Start of Block
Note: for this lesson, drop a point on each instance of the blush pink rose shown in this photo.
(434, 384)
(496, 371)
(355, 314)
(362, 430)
End of Block
▸ **Exercise objective**:
Print the listing exactly. Every line must match.

▸ **Result**:
Note: for this lesson, drop a point on each instance of the blush pink rose shown in this photo.
(434, 384)
(496, 371)
(355, 314)
(362, 430)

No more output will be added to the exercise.